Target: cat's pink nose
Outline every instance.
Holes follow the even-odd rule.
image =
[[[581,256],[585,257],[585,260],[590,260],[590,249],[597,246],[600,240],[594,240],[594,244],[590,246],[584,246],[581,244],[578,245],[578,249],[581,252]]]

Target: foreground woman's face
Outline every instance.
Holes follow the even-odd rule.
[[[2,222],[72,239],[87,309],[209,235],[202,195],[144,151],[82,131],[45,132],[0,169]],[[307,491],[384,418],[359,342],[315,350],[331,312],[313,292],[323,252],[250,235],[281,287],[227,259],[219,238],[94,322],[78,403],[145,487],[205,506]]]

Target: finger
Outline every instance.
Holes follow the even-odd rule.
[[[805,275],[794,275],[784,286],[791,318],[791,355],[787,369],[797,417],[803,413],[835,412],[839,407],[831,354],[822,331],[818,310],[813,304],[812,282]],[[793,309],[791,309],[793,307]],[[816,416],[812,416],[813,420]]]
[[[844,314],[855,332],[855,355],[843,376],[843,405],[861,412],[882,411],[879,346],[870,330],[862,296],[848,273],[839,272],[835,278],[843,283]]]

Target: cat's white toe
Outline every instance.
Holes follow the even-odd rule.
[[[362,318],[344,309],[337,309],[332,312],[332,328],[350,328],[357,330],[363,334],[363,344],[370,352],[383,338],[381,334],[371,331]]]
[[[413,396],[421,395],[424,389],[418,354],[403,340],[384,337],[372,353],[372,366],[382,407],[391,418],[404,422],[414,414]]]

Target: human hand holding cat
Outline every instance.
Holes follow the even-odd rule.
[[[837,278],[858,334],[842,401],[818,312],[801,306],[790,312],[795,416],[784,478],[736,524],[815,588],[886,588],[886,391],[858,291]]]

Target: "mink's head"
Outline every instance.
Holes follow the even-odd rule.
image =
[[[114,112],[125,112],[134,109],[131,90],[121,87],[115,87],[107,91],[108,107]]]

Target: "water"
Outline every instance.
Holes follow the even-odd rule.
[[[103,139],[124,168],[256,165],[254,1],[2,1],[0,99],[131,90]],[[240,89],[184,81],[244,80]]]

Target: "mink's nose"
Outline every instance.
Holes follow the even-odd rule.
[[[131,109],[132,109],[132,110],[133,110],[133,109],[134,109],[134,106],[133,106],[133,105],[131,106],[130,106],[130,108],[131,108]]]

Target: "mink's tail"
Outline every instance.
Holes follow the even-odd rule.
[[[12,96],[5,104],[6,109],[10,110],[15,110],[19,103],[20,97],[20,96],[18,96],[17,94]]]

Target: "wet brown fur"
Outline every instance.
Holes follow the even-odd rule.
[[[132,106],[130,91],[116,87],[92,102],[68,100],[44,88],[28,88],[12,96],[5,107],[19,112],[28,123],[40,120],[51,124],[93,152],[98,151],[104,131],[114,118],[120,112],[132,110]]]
+++++
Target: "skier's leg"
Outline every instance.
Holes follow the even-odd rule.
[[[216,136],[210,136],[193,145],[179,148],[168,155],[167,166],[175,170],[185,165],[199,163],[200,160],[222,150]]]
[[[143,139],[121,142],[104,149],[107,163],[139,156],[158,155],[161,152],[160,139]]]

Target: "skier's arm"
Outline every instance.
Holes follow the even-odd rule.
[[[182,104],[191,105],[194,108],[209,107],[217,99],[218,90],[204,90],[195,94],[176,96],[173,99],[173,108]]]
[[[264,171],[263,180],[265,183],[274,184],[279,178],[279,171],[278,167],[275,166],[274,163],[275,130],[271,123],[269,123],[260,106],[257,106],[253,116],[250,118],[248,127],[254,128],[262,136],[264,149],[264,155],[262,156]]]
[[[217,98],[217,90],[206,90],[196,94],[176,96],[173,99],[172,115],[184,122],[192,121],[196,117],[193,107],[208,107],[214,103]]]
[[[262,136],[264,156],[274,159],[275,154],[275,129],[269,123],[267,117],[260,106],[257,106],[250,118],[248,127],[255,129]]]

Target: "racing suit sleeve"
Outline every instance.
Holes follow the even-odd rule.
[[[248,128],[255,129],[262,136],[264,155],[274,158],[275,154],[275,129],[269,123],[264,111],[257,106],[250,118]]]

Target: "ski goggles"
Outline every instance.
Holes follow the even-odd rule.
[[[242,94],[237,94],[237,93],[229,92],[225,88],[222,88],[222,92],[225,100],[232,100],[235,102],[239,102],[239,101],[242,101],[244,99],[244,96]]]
+++++
:: What is asked ::
Please identify every line in the entries above that contains the word "nose" and copy each of those lines out in full.

:: Complete response ::
Target: cat's pink nose
Target: "mink's nose"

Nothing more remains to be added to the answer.